>> start Extracted text

As a general rule, when we want to know what a poet is trying to convey in a haiku, we look carefully to see how the season word is being used. In a good haiku, the season word will serve as a fulcrum for the turn of thought. The notable characteristic of last month’s word, “sweater,” is that its shape is anthropomorphic. Two arms. A hole for the neck. A torso. More than one poet from the challenge mentioned how a sweater assumes the shape of the wearer. And so, a sweater is never just a sweater in haiku; it is always a body as well. The winning and honorable mention poems for last month’s challenge each explored that theme.
- Katelyn Barnes turns a shopping trip into a meditation on love, touch, and discovering the body of the other.
- Nancie Zivetz Gertler experiences the all-enveloping embrace of an absent lover by climbing inside of their sweater.
- Mariah Blackhorse finds a surprising connection between a favorite sweater and the breath inside of her lungs.
Congratulations to all! To read additional poems of merit from recent months, visit our Tricycle Haiku Challenge group on Facebook.
You can submit a haiku for the March challenge here.
Winter Season Word: Sweater
What size do you wear?
Shopping, I see a sweater
… just thinking of you
— Katelyn Barnes
During the late twentieth century, two women, both born in 1962, revolutionized poetry in Japan. Popular interest in traditional verse forms had begun to fall off. Then came Machi Tawara’s bestselling book, Salad Anniversary, followed a few years later by the surprise hit Summer on the B-Side, by Mayuzumi Madoka. Both women were masters of a “light breath” style of poetry that found unexpected meaning in events from daily life.
Written in the traditional 31-syllable pattern, Tawara’s love tanka were refreshingly original and colloquial in tone. Madoka followed the time-honored form of haiku, but combined subjects like shopping, dating, and yoga classes with the traditional season words. The new style made Japanese poetry accessible again, restoring its status as a popular literature for people from all walks of life.
This month’s winning haiku exemplifies the “light breath” style of haiku. Its tone is conversational, its sentiment warm and cozy. “What size do you wear?” the poet asks of a would-be lover. The relationship is new, and she does not yet know the answer. The rest of the poem reads like a private thought, the follow-up to a voice or text message, perhaps. “Shopping, I see a sweater …just thinking of you.”
The poem is all about bodies. Their shape. Their size. Their warmth. The sweater on display at a clothing store invites the poet to imagine the as-yet-unfamiliar contours of her lover’s torso. This gives the last five syllables an element of restrained eroticism. “Just thinking of you” is a throwaway line that seems to add nothing but, on reflection, adds everything to the poem.
Light breath haiku are harder to write than they look. Such poems capture moments of found beauty or significance that, because they lie right at the surface of life, we are apt to gloss over in the course of daily events.
Is this mindfulness? Perhaps. But not mindfulness of the disciplined, meditative sort. Light breath haiku are emotionally mindful. The poets who embrace this style of haiku strive to know what is happening in their hearts from one moment to the next.
while i’m missing you
i climb into your sweater
and you surround me
— Nancie Zivetz Gertler
forming the shape asked of it
supple as a breath
— Mariah Blackhorse
You can find more on February’s season word, as well as relevant haiku tips, in last month’s challenge below:
Winter season word: “sweater”

>> end Extracted text

[Given exercise A] According to the haiku challenge article, in what year were Machi Tawara and Mayuzumi Madoka both born?
The records that follow bear no relation to the haiku article.

>> start Data for this task

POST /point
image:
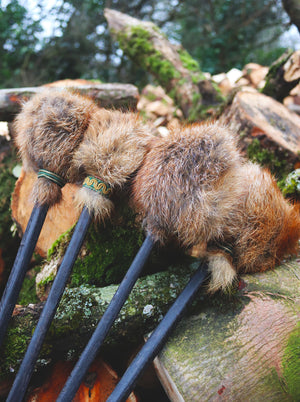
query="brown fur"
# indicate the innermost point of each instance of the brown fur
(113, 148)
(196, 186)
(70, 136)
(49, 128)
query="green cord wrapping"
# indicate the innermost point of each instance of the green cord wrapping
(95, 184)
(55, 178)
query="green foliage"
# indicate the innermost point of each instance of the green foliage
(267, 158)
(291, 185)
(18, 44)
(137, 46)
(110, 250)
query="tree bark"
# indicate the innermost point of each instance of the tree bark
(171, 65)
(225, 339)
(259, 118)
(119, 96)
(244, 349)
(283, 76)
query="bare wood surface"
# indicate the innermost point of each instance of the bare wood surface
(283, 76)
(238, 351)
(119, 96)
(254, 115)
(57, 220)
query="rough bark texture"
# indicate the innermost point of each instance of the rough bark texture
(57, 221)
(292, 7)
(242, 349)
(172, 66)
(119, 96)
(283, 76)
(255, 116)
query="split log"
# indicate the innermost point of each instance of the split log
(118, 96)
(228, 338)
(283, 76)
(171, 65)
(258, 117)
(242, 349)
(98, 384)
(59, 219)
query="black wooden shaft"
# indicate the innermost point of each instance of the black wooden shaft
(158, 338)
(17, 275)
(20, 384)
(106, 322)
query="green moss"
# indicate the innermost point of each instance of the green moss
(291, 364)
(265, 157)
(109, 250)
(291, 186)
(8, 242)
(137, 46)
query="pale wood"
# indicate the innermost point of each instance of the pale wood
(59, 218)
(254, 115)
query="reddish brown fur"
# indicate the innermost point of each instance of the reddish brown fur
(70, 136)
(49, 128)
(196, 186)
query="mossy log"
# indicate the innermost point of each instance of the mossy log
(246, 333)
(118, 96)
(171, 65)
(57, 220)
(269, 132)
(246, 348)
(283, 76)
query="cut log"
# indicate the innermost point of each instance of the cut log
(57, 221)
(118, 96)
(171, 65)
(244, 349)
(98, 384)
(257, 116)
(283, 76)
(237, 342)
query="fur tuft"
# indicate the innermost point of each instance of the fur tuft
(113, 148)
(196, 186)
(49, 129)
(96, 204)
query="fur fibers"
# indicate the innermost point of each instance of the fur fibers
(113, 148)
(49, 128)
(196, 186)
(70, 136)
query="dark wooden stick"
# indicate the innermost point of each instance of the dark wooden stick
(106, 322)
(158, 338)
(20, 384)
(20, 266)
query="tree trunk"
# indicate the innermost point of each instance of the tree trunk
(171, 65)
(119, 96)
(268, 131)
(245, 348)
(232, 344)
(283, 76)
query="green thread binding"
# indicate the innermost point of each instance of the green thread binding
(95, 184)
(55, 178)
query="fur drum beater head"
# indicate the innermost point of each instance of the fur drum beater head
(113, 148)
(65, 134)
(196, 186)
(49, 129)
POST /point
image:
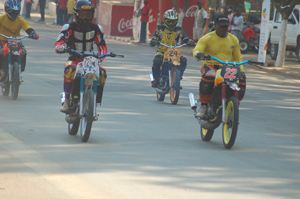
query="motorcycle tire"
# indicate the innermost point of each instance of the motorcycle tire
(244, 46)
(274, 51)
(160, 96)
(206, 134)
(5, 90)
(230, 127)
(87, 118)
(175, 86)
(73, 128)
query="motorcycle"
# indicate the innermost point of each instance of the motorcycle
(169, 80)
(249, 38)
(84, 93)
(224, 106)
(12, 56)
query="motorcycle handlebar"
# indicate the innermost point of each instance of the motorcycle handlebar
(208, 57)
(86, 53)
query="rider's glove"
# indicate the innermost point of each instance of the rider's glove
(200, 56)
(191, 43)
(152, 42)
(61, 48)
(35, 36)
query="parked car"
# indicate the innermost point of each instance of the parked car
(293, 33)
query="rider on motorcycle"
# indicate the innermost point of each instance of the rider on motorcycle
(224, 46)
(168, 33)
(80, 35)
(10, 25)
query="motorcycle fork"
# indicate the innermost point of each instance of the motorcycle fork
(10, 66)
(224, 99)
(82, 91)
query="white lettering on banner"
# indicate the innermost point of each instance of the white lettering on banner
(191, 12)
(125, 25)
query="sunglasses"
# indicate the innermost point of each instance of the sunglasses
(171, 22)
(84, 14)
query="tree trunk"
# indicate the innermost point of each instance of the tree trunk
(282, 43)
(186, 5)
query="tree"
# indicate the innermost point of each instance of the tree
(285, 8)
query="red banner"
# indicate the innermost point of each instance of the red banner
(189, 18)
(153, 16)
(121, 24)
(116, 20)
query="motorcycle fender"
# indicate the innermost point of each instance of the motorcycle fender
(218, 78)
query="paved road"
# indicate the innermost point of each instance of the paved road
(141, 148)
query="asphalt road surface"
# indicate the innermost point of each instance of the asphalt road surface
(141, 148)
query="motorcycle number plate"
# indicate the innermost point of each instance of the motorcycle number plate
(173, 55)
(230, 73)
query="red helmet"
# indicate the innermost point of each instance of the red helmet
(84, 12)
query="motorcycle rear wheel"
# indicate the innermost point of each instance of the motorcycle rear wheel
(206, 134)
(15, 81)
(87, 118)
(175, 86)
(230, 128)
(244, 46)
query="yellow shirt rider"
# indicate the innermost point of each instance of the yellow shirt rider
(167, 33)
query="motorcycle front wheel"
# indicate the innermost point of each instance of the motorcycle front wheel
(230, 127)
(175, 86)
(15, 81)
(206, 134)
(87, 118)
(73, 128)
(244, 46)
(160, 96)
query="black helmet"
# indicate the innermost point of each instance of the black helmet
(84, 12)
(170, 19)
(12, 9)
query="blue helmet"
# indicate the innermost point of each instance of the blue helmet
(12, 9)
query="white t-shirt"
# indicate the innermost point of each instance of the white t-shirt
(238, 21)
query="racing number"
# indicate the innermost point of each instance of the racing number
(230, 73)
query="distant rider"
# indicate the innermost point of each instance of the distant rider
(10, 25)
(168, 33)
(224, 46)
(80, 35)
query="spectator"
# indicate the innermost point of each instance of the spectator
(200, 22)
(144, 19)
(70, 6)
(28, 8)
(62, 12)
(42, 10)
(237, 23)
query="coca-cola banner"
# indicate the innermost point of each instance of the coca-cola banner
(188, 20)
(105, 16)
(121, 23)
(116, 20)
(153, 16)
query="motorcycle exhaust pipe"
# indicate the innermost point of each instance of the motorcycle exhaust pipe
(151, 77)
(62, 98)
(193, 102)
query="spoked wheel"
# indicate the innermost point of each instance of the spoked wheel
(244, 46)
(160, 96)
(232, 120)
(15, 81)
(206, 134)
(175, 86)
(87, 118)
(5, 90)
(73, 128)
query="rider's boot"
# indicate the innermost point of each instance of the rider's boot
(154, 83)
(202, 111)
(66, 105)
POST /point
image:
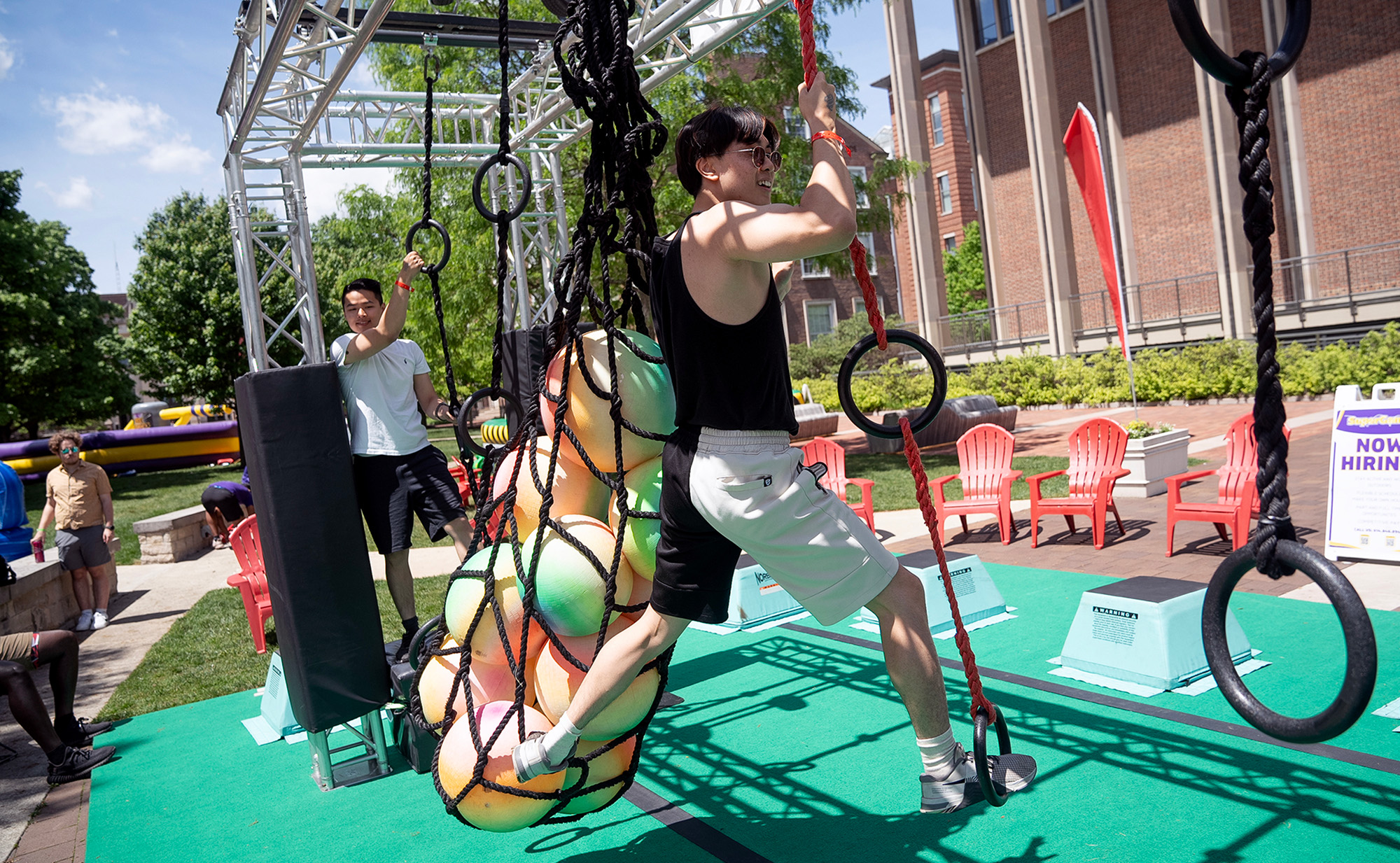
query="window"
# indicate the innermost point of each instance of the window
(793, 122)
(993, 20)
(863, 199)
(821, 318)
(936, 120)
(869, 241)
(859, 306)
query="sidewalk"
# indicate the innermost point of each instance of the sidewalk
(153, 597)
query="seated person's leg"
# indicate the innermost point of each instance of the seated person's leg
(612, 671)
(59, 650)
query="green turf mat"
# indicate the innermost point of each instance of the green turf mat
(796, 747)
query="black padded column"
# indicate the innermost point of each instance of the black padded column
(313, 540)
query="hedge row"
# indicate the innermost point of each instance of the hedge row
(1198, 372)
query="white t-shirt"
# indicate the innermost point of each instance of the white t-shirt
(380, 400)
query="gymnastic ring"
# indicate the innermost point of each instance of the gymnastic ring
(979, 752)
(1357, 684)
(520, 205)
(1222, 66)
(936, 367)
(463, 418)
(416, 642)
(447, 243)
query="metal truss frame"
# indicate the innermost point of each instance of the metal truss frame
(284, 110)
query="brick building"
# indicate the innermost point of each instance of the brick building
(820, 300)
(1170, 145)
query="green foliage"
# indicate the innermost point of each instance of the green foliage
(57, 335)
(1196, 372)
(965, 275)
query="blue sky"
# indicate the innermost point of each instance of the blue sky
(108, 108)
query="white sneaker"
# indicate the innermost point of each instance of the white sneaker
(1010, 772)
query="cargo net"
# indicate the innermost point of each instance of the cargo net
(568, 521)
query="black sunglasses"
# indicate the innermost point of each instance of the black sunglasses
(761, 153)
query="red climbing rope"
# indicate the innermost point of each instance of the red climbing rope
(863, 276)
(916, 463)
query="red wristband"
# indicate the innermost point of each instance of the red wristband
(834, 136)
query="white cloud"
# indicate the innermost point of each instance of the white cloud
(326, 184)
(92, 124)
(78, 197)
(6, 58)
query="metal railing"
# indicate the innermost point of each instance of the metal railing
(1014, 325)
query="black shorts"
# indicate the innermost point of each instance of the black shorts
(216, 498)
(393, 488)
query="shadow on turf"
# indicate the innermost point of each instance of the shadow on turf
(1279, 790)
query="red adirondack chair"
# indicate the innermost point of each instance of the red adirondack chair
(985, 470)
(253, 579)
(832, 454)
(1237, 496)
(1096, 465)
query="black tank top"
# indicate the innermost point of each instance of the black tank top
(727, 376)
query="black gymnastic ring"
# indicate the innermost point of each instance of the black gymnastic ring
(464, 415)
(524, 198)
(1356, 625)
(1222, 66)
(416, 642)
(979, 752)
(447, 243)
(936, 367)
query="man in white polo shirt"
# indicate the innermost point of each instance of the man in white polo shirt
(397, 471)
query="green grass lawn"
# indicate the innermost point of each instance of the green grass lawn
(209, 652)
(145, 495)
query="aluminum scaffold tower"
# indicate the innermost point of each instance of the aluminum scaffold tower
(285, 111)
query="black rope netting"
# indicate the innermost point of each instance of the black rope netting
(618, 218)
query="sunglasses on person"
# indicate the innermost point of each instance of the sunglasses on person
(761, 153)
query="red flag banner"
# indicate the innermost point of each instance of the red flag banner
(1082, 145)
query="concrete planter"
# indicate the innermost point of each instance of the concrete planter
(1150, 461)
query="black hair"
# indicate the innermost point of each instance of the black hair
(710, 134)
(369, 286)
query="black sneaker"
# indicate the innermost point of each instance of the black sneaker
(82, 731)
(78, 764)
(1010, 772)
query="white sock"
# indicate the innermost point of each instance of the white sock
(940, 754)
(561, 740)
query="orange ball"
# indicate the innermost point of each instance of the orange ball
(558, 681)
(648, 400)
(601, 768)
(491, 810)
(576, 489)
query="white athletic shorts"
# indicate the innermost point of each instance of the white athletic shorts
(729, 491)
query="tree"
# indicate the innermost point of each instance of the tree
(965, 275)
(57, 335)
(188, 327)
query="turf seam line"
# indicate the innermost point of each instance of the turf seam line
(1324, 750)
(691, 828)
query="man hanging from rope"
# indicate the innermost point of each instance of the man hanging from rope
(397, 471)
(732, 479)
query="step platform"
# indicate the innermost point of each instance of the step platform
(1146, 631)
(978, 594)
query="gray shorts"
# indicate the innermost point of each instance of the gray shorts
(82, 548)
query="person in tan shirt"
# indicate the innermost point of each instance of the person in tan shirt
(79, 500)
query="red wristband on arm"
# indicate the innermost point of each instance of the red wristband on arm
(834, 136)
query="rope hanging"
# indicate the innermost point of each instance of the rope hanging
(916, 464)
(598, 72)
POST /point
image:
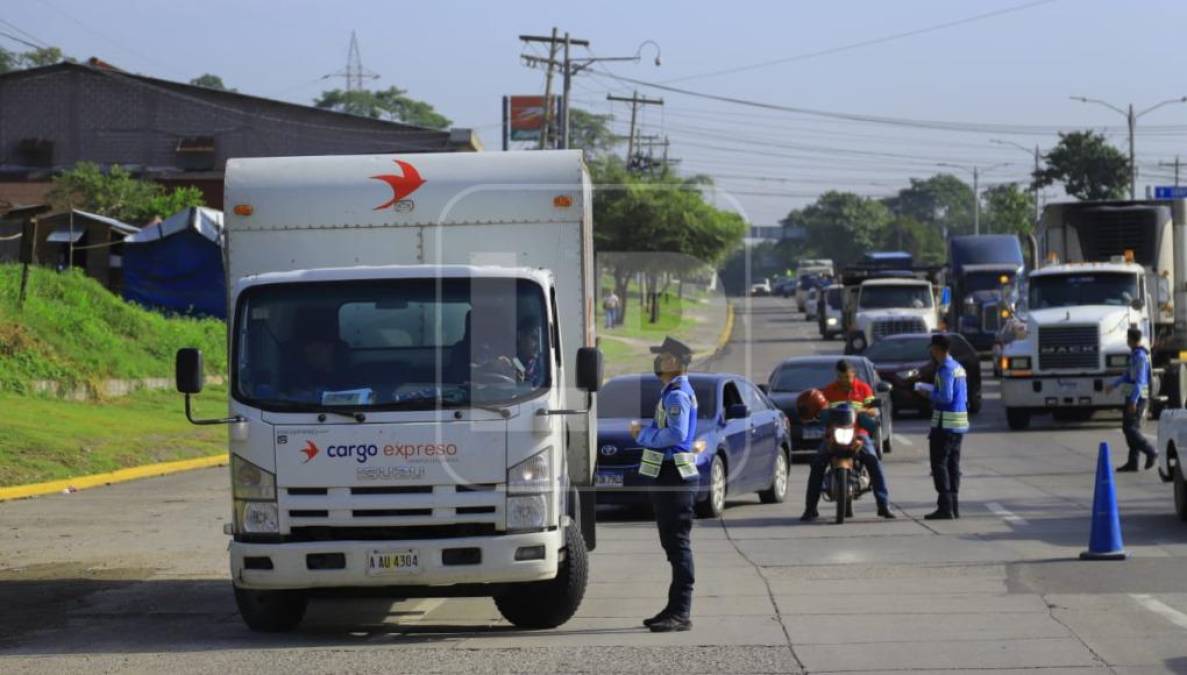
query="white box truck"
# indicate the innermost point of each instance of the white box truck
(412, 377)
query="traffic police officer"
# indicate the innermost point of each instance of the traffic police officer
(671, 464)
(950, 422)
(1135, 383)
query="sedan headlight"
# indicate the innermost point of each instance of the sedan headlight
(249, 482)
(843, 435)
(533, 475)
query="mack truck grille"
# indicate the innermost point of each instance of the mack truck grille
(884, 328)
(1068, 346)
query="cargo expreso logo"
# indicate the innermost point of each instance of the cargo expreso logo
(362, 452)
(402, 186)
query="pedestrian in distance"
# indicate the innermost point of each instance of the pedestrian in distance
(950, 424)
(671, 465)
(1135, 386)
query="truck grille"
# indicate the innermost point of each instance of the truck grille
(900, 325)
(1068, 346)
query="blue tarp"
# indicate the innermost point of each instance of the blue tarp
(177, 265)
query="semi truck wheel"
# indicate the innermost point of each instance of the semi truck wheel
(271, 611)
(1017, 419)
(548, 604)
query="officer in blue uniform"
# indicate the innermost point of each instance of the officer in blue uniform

>> end Data for this task

[Given exercise B] Gather every line of the records that contains the string "helmet". Case counts, so include only exact matches of capitalization.

[Complete response A] 1962

[Complete response B]
query="red helmet"
# indicate the innermost point of each instance of the red helmet
query="black helmet"
# indicate the innermost point of each instance of the black helmet
query="blue helmet"
# indicate the innermost point of each instance of the blue helmet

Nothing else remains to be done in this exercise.